* WHAT THE EXERCISE ASKS *
Repeat word for word the part of the handball interview below that begins at the words "Speaking about HC" and stops after the words "for the matches?".

* PASSAGE PROVIDED *
Speaking about HC Alkaloid, it might also be good to mention the Macedonian championship. The quality has been steady in the past years. Vardar was the dominant club in the past. Now, Eurofarm, Pelister and Alkaloid are right behind. Butel has a good team as well. Prolet is also a good and ambitious team always present on the Macedonian and European handball stage. What does the MHF do to help the quality of handball and give sponsors an opportunity to invest in the clubs and in the championship, to ensure good conditions for the matches?
Zhivko Mukaetov: Since 2013, when I came to the helm of the MHF, most of the various clubs' dues went down by the year. The MHF took over most of those dues, and the clubs now have fewer costs than ever. Since I took over in 2013, we started modernization and digitalization. They used to type reports and everything else on typewriters, and it took ages for them to arrive at the federation. Things are different today. These are new and modern times, and they require new approaches. We are constantly trying to help the clubs in any way we can. On a different note, it is well-known that no club has ever complained about not being ranked as they deserve in the past nine years. There are no ranking scandals about having one club's interests over another. The first thing I insist on is that referees and officials must be top-notch. We pride ourselves on having many top international referees and officials. Dragan Nachevski is the head of EHF's referee federation. Our top priority in that respect is the regularity of all matches and will continue to be so. There can be no compromise on any ground on this issue.

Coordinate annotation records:
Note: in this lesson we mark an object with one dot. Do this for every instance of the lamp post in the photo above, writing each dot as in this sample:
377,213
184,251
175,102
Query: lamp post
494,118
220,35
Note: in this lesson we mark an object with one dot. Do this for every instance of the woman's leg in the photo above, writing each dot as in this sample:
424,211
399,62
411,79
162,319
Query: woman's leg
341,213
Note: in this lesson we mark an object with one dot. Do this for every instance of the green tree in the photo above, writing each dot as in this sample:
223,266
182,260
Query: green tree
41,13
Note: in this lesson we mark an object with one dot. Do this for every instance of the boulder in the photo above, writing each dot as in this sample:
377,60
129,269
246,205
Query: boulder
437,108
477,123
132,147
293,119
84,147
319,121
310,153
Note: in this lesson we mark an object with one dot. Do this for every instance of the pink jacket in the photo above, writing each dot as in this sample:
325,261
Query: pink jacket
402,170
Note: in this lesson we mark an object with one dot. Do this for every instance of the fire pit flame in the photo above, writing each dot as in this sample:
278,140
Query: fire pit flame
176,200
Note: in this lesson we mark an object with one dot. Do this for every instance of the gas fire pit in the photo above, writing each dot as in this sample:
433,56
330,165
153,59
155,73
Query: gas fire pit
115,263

* WRITTEN SOLUTION *
Speaking about HC Alkaloid, it might also be good to mention the Macedonian championship. The quality has been steady in the past years. Vardar was the dominant club in the past. Now, Eurofarm, Pelister and Alkaloid are right behind. Butel has a good team as well. Prolet is also a good and ambitious team always present on the Macedonian and European handball stage. What does the MHF do to help the quality of handball and give sponsors an opportunity to invest in the clubs and in the championship, to ensure good conditions for the matches?